| Page extract |
-- Begin --

Abstract

In order to realize the full potential of ion trap quantum computers, an improved understanding is required of the motional heating that trapped ions experience. Experimental studies of the temperature-, frequency-, and ion–electrode distance-dependence of the electric field noise responsible for motional heating, as well as the noise before and after ion bombardment cleaning of trap electrodes, suggest that fluctuations of adsorbate dipoles are a likely source of so-called ‘anomalous heating,’ or motional heating of the trapped ions at a rate much higher than the Johnson noise limit. Previous computational studies have investigated how the fluctuation of model adsorbate dipoles affects anomalous heating. However, the way in which specific adsorbates affect the electric field noise has not yet been examined, and an electric dipole model employed in previous studies is only accurate for a small subset of possible adsorbates. Here, we analyze the behavior of both in-plane and out-of-plane vibrational modes of twenty-one adsorbate–electrode combinations within the independent fluctuating dipole model, utilizing accurate first principles computational methods to determine the surface-induced dipole moments. We find the chemical specificity of the adsorbate can change the electric field noise by seven orders of magnitude and specifically that soft in-plane modes of weakly-adsorbed hydrocarbons produce the greatest noise and ion heating. We discuss the dynamics captured by the fluctuating dipole model, namely the adsorbate-dependent turn-on temperature and electric field noise magnitude, and also discuss the model’s failure to reproduce the measured 1/ω noise frequency scaling with a single adsorbate species. We suggest future research directions for improved, quantitatively predictive models based on extensions of the present framework to multiple interacting adsorbates.

-- End --

| Directions |
According to the abstract on ion trap heating, which adsorbate vibrations produce the greatest noise and ion heating?

| Stored data |
-- Begin --

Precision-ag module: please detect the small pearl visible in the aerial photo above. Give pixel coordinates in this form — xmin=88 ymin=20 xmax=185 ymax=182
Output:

-- End --

| Answer to the task |
Soft in-plane modes of weakly-adsorbed hydrocarbons.